## begin DATA SHOWN

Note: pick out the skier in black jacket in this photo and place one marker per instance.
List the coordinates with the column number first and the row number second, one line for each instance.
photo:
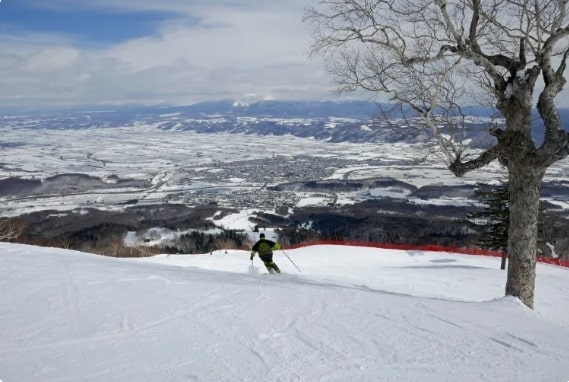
column 265, row 248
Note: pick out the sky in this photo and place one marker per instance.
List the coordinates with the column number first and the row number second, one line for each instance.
column 64, row 52
column 350, row 313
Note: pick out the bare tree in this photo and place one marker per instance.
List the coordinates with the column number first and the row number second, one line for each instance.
column 434, row 56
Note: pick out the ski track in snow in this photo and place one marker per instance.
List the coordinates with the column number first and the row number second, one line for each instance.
column 68, row 316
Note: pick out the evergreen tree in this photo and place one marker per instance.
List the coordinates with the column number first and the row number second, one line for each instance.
column 493, row 219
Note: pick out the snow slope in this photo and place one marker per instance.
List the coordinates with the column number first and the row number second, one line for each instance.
column 358, row 314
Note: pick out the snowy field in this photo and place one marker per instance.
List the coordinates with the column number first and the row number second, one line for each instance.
column 352, row 314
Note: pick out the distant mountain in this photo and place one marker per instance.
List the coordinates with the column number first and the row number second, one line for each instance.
column 346, row 121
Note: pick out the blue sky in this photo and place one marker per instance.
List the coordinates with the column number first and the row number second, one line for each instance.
column 65, row 52
column 86, row 26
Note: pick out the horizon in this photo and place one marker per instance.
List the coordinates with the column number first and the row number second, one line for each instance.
column 62, row 53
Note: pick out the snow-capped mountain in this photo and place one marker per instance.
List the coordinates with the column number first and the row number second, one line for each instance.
column 348, row 121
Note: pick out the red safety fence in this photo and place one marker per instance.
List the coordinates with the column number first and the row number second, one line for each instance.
column 427, row 247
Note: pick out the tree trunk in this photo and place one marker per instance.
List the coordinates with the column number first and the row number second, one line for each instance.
column 522, row 242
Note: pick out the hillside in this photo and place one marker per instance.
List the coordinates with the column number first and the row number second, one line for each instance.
column 357, row 314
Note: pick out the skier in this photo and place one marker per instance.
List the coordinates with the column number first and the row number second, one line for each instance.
column 265, row 248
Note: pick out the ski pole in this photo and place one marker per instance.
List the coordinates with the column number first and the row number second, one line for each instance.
column 291, row 260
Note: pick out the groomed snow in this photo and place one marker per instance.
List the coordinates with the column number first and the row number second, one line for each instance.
column 353, row 314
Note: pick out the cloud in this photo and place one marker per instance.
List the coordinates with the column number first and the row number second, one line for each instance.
column 202, row 52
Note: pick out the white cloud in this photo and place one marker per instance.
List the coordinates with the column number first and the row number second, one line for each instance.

## end DATA SHOWN

*TASK TO COMPLETE*
Update every line of the records above by replacing "place one marker per instance" with "set one marker on each instance" and changing nothing else. Leave the pictures out.

*TASK OUTPUT*
Note: pick out the skier in black jacket in this photo and set one marker on each instance.
List the coordinates with the column number first and the row number second, one line for each instance.
photo:
column 265, row 248
Note: pick out the sky in this photo and set one marker on each instance.
List the coordinates with the column number first and the row number second, one line for each instance.
column 64, row 52
column 350, row 313
Note: pick out the bare tree in this photo and set one marker on each instance.
List the coordinates with the column number first and the row number second, one line for each instance.
column 434, row 56
Note: pick out the ski track in snow in this photo and set one marker on each instance.
List the coordinates with the column number first and the row number second, one line for each instance.
column 68, row 316
Note: pick out the evergreen tree in this photo and set one marker on each instance.
List the coordinates with the column number first and the row number second, one line for each instance.
column 493, row 219
Note: pick out the snow slope in this photo and set one marker on each instance.
List the coordinates with the column number first and the row number second, one line for each instance.
column 358, row 314
Note: pick out the snowy field in this photo and set one marker on each instance.
List the coordinates with the column number first and the row number second, one line for each instance.
column 352, row 314
Note: pick out the distant mountain in this photo and set one marker on each instance.
List the coordinates with the column number first and the row number second, one line for each instance.
column 346, row 121
Note: pick out the blue sky in this photo and set one marker on each instance.
List the coordinates with the column number first and the row number second, one line for each instance.
column 65, row 52
column 86, row 26
Note: pick out the horizon in this photo and set one marker on each instance.
List the coordinates with the column number first and the row number second, one line for each instance.
column 62, row 53
Note: pick out the snow-capped mountain in this photo and set one marker on each instance.
List the coordinates with the column number first and the row number second, one line for each instance.
column 348, row 121
Note: pick out the red safety fence in this photo and set one marker on each instance.
List the coordinates with the column number first and the row number second, one line for each instance.
column 427, row 247
Note: pick out the tree trunk in this photo and set one marker on each instance.
List the coordinates with the column number first and the row number second, one line for each instance.
column 522, row 242
Note: pick out the hillside in this photo and set one marker on each instance.
List the coordinates with the column number first and the row number second, one line for each instance.
column 357, row 314
Note: pick out the skier in this photo and set one marker on each instance.
List the coordinates with the column number first and the row number second, one line for each instance.
column 265, row 248
Note: pick out the ski pole in this photo and set one marker on each instance.
List the coordinates with the column number first and the row number second, one line for each instance.
column 291, row 260
Note: pick out the groomed snow in this photo and set one marker on each instance.
List the coordinates with the column number first and the row number second, one line for each instance.
column 353, row 314
Note: pick out the cloud in this photo and set one marker on each instance.
List the coordinates with the column number first and the row number second, one line for each instance.
column 202, row 52
Note: pick out the white cloud in this photo and set one marker on each instance.
List the coordinates with the column number first and the row number second, one line for each instance.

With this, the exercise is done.